I’ve received a lot of questions about the recent stimulus package and the $8,000 “First-Time Home Buyer”  tax credit that is part of it.  There are many scenarios and questions about who does and who does not qualify… and even the term “First-time home buyer” is not entirely correct!

Here are some of the top questions complied and answered by the National Association of Mortgage Brokers, the National Association of Realtors and tax advisors!  I have also provided a visual breakdown showing the differences between the initial $7,500 Tax Credit and the new $8,000 Tax Credit.

Nota Bene: This post is for the informational benefit of my Winter Haven, Florida readers.  As always, I advise you all to consult your legal and financial representatives to ensure that your individual situations truly merit taking this tax credit.


Who is Considered a First-Time Home Buyer?

Contrary to what many believe, you can be considered a first-time home buyer even if you’ve owned a home before.  Per current regulations, you may qualify as a first-timer as long as you have not owned a home within the past three (3)  years.  If you sold a home 3 years ago, the date on the HUD 1 will be the determining factor.

For a married couple, if one person owned a home within the last three (3) years and the other did not, they don’t qualify for the tax credit.

However, if an unmarried couple jointly buys a home, and one person owned a home (within 3 years) and the other did not, they can “designate” the tax credit to that person who will be able to claim it on their individual tax return.

This rule also applies for parents to co-sign on a mortgage. The parents own a home. The son or daughter is may then be considered the first-time home buyer and can possibly then claim the tax credit.

◆ **Stated problem A**
Convert the part of the rows below that opens with the line containing "On this screenshot, the green grass" and closes with the line containing "[58,228,1074,1120]" into a numbered list, leaving out any blank lines.

◆ **Exercise data**
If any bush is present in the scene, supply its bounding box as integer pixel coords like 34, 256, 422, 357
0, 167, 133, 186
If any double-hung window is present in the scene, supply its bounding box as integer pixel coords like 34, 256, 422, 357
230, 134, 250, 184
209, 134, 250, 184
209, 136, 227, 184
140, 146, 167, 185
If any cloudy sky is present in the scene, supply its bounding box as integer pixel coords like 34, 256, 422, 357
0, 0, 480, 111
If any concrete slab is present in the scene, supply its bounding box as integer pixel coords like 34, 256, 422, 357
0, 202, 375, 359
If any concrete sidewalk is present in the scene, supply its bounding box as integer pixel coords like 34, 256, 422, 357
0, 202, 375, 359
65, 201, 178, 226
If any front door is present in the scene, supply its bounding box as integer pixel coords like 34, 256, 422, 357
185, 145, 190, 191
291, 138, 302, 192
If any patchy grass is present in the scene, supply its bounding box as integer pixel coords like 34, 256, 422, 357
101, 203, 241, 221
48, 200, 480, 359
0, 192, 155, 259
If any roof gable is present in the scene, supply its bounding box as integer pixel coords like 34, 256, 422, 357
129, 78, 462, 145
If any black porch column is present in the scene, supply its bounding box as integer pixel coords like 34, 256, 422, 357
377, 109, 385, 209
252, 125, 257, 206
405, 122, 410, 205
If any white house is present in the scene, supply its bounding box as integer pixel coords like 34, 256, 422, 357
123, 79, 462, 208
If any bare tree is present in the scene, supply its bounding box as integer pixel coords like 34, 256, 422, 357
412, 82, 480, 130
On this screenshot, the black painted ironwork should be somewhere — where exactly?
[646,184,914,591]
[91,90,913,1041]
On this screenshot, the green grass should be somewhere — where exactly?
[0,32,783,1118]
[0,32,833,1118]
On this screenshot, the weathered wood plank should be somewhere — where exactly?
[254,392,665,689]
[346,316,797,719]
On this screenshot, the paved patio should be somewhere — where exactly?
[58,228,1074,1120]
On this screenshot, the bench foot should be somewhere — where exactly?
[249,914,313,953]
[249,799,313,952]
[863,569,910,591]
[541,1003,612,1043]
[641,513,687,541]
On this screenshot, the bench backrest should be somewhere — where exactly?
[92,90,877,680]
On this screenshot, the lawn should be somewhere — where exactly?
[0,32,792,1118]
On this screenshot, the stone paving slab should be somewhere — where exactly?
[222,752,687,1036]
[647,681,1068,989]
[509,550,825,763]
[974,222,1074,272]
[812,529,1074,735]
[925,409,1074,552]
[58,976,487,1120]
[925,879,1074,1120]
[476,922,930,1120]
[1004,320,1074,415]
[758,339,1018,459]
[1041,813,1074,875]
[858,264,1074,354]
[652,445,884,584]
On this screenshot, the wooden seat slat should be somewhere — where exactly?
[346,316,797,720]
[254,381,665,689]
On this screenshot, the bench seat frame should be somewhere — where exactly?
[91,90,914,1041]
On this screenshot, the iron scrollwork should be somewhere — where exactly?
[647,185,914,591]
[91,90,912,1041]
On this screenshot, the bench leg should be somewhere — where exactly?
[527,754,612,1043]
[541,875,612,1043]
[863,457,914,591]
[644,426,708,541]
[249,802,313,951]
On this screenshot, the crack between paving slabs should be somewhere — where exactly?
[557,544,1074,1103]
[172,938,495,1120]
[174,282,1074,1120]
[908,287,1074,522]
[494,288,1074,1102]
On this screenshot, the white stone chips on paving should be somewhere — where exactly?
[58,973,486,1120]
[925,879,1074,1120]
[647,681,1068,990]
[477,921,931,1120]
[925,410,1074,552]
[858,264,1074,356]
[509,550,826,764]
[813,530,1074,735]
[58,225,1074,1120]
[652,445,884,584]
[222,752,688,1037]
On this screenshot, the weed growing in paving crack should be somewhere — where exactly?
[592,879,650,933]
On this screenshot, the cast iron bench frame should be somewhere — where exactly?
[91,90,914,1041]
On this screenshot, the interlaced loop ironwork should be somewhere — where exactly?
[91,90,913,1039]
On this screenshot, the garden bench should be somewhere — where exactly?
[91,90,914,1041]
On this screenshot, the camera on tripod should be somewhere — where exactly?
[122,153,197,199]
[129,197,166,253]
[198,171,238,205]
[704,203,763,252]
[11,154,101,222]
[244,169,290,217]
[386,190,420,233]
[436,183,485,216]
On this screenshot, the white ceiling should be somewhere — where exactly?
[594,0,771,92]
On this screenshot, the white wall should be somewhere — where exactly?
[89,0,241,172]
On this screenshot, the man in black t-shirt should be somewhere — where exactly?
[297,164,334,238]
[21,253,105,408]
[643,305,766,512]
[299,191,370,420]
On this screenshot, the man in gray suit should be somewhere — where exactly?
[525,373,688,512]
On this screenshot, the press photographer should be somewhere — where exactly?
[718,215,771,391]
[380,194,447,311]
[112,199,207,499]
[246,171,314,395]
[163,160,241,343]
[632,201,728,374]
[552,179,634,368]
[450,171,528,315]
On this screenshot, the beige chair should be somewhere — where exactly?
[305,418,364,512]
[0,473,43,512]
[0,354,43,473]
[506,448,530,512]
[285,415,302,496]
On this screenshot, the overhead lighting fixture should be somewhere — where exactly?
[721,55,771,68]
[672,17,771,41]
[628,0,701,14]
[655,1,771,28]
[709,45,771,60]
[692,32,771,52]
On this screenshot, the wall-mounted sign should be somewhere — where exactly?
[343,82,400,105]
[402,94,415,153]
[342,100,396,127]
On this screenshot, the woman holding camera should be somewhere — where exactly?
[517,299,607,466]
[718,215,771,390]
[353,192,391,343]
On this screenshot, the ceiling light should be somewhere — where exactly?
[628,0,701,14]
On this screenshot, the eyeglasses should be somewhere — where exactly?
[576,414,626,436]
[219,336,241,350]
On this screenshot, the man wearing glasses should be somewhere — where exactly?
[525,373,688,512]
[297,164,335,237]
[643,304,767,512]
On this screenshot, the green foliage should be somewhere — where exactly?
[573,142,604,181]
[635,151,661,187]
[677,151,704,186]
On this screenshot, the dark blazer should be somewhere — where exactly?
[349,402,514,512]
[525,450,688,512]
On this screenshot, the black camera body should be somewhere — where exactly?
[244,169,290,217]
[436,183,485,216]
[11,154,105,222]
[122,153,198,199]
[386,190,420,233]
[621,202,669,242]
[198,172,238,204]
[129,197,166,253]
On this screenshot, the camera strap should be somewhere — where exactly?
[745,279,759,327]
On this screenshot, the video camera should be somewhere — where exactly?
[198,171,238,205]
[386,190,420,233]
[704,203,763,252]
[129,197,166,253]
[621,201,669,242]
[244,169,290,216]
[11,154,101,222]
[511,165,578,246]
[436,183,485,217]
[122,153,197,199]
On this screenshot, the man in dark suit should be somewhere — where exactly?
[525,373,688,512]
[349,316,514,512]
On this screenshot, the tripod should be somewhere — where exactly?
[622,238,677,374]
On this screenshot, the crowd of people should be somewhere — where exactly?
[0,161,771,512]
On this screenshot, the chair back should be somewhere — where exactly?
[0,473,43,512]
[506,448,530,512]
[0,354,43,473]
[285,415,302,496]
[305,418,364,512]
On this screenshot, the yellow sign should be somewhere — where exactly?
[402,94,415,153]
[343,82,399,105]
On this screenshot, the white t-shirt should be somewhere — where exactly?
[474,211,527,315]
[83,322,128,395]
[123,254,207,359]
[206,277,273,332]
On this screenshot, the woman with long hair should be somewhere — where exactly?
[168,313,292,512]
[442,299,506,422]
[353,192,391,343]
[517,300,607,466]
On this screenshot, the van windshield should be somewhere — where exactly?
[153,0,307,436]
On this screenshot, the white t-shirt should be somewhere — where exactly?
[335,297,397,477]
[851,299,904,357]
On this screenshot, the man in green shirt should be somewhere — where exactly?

◆ **Stated problem B**
Reproduce verbatim the part of the tax credit text above that opens with the words "Contrary to what" and closes with "for the tax credit.".

◆ **Full solution A**
1. On this screenshot, the green grass should be somewhere — where exactly?
2. [0,32,783,1118]
3. [0,32,833,1118]
4. On this screenshot, the weathered wood plank should be somewhere — where exactly?
5. [254,392,665,689]
6. [346,316,797,719]
7. On this screenshot, the paved patio should be somewhere — where exactly?
8. [58,228,1074,1120]

◆ **Full solution B**
Contrary to what many believe, you can be considered a first-time home buyer even if you’ve owned a home before.  Per current regulations, you may qualify as a first-timer as long as you have not owned a home within the past three (3)  years.  If you sold a home 3 years ago, the date on the HUD 1 will be the determining factor.

For a married couple, if one person owned a home within the last three (3) years and the other did not, they don’t qualify for the tax credit.